§ **Job**: Please turn everything from the line containing "# give the mask of every instance of the desert" down to the end of the material into a JSON list of strings, one string per line, with blank lines left out.

§ **Stored data**:

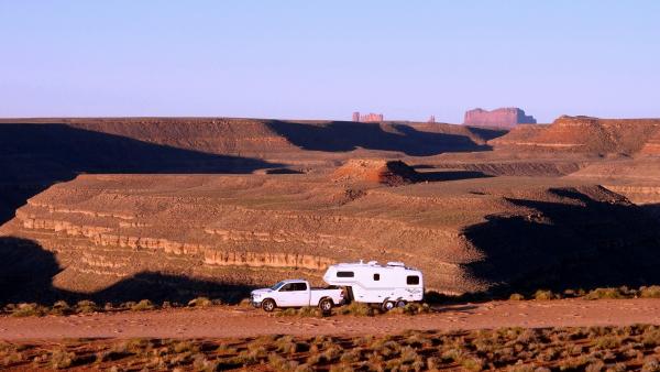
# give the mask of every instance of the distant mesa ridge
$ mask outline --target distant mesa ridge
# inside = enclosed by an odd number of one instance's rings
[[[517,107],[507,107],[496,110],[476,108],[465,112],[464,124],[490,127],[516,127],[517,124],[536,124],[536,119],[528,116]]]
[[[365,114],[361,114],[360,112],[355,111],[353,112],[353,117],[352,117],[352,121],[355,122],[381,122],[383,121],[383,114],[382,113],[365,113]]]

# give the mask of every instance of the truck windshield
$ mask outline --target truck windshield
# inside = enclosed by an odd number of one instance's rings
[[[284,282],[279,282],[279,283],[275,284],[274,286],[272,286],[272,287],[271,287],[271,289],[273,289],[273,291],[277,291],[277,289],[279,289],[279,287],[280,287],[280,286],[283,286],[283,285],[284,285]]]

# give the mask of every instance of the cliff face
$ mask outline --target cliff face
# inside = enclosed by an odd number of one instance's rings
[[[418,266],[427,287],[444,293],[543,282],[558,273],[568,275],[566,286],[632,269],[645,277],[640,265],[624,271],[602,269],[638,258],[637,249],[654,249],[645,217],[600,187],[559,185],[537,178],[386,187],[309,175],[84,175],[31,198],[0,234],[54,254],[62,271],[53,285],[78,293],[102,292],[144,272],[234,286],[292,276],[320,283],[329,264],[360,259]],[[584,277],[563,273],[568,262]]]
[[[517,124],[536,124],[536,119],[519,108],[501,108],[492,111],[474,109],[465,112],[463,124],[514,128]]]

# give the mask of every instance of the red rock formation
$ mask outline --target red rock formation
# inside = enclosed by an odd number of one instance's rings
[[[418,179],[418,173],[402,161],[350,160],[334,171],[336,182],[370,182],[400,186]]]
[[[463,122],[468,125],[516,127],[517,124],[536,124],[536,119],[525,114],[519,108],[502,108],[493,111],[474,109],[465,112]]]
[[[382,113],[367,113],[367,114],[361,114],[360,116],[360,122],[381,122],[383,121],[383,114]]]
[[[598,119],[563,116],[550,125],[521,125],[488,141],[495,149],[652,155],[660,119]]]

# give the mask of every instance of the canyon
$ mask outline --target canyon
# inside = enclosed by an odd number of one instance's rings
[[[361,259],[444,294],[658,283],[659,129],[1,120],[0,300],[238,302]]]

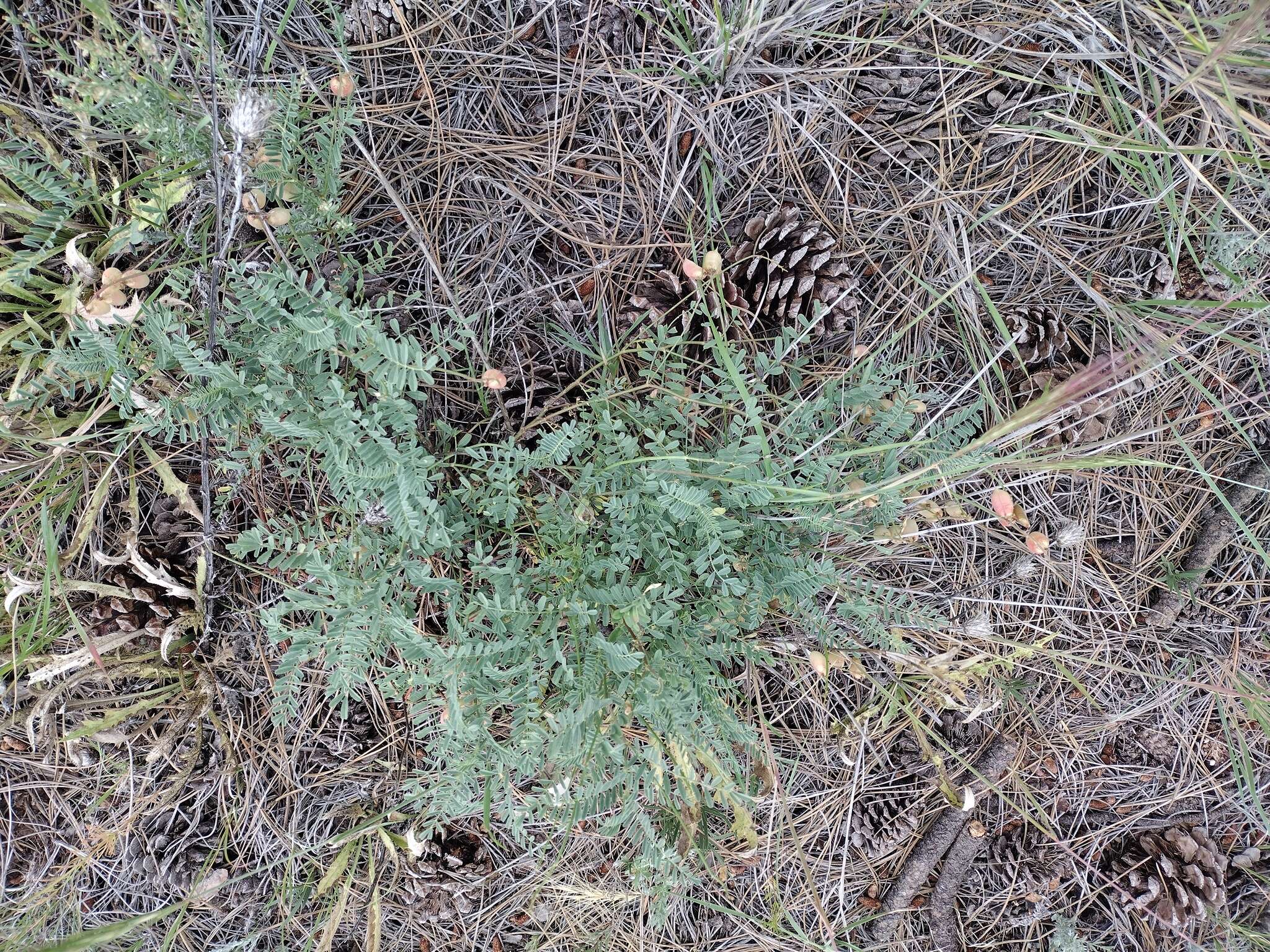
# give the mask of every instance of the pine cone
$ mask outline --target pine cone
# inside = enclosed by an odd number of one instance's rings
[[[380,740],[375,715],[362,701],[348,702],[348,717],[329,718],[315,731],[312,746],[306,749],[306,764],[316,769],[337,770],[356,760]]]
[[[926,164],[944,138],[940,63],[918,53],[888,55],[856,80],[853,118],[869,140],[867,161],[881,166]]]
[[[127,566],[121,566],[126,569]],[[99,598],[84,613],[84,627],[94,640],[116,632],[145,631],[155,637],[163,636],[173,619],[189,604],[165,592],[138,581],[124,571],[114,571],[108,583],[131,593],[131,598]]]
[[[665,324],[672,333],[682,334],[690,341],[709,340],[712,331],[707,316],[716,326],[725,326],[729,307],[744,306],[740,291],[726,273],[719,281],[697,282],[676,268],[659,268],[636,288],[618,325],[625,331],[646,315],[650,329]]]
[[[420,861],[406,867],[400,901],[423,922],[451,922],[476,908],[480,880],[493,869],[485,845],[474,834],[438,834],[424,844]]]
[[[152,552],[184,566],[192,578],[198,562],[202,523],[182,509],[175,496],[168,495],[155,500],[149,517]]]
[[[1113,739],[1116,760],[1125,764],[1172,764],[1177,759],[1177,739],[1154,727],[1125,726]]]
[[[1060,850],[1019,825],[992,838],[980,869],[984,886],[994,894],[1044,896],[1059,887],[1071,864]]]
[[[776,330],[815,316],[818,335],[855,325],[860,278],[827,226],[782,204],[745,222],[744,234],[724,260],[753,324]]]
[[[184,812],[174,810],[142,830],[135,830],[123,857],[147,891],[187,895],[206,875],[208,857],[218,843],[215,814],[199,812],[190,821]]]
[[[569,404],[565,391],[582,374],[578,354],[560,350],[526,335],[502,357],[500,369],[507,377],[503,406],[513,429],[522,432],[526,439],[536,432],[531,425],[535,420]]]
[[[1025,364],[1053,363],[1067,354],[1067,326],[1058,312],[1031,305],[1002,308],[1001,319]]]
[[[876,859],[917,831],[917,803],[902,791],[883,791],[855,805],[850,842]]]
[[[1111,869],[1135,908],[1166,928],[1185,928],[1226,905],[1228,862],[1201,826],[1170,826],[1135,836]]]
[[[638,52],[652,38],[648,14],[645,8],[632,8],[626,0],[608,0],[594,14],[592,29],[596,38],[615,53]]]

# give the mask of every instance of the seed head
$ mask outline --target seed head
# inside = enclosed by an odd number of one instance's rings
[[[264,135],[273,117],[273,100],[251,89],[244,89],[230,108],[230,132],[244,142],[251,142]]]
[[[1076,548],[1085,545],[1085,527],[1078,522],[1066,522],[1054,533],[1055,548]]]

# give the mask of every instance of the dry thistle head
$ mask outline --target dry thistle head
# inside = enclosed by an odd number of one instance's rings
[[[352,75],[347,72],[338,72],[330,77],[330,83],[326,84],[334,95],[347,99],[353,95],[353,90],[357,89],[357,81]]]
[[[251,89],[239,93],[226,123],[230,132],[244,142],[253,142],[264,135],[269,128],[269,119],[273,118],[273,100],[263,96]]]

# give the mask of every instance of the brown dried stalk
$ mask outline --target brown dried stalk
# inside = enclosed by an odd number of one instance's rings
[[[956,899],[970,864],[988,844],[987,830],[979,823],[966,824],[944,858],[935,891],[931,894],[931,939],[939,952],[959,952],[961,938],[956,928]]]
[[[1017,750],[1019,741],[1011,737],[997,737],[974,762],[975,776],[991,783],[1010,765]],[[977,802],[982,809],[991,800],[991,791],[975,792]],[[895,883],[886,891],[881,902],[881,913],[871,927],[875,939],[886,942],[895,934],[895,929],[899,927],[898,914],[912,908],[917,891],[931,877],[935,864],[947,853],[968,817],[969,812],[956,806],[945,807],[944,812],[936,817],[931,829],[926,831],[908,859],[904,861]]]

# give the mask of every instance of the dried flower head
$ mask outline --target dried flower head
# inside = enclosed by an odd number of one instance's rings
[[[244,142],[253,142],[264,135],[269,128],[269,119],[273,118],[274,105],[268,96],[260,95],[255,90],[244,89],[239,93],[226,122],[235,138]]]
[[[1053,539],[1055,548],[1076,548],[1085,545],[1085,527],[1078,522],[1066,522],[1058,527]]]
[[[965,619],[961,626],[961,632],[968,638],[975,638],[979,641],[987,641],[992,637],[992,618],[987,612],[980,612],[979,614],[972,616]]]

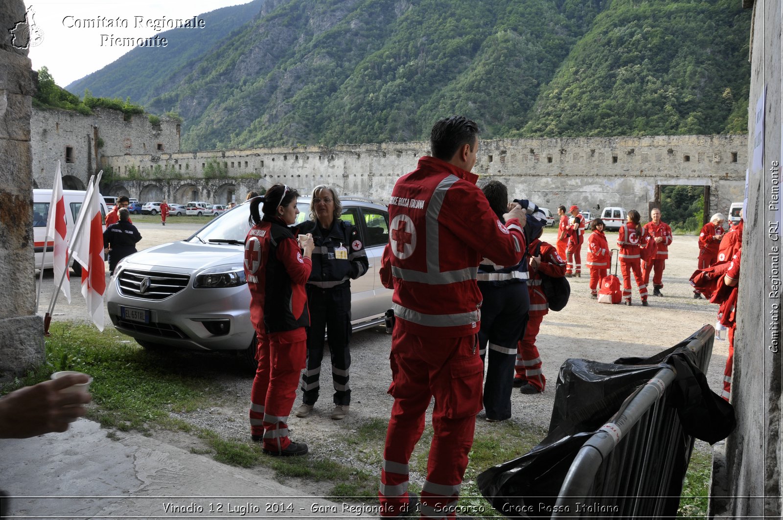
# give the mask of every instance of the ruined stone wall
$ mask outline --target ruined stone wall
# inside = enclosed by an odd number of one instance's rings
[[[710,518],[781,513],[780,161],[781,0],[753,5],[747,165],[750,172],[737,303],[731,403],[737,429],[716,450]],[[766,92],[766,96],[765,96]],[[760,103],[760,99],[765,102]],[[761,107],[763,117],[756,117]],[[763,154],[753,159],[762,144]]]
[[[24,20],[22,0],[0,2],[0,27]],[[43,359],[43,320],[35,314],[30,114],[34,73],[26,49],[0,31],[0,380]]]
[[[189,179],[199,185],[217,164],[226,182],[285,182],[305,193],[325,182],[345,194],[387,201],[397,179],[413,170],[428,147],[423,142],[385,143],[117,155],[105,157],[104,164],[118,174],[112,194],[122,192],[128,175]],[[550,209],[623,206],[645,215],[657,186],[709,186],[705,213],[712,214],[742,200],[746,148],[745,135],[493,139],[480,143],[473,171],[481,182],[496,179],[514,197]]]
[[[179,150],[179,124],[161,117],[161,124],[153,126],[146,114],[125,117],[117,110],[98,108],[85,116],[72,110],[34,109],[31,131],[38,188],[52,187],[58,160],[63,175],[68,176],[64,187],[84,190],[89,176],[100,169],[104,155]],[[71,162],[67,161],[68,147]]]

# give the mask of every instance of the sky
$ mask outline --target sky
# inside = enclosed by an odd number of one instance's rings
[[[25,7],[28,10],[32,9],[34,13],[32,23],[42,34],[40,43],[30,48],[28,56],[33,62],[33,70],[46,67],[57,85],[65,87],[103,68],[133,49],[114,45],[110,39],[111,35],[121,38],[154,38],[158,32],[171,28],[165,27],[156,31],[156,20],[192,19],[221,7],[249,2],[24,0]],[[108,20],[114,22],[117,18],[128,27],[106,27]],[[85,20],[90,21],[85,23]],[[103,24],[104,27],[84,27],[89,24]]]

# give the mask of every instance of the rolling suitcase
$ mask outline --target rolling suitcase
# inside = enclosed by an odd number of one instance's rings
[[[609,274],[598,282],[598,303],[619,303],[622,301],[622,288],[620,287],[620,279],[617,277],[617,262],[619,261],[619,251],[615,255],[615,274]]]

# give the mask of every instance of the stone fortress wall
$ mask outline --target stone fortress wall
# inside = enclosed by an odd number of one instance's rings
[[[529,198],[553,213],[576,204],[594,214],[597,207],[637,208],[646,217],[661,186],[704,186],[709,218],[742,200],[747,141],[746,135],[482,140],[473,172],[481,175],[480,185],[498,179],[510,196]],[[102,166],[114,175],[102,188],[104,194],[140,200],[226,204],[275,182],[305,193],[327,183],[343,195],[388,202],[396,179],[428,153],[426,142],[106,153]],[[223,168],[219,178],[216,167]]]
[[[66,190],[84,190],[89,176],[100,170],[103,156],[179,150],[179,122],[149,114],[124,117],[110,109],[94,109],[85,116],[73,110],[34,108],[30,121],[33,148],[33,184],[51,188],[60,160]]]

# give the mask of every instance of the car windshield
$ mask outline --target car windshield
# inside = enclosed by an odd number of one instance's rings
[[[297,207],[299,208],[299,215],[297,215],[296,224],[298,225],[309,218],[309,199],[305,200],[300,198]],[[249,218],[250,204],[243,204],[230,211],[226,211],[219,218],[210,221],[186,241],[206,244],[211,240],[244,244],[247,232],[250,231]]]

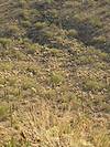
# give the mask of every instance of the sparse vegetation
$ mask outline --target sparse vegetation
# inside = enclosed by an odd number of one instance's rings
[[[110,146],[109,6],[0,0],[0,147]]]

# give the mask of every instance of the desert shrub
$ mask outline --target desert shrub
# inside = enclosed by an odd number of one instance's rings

§ **Exercise answer**:
[
  "# give the mask of every instance of the desert shrub",
  "$ mask outline --target desert shrub",
  "# inside = enclosed by an odd number of one instance's rings"
]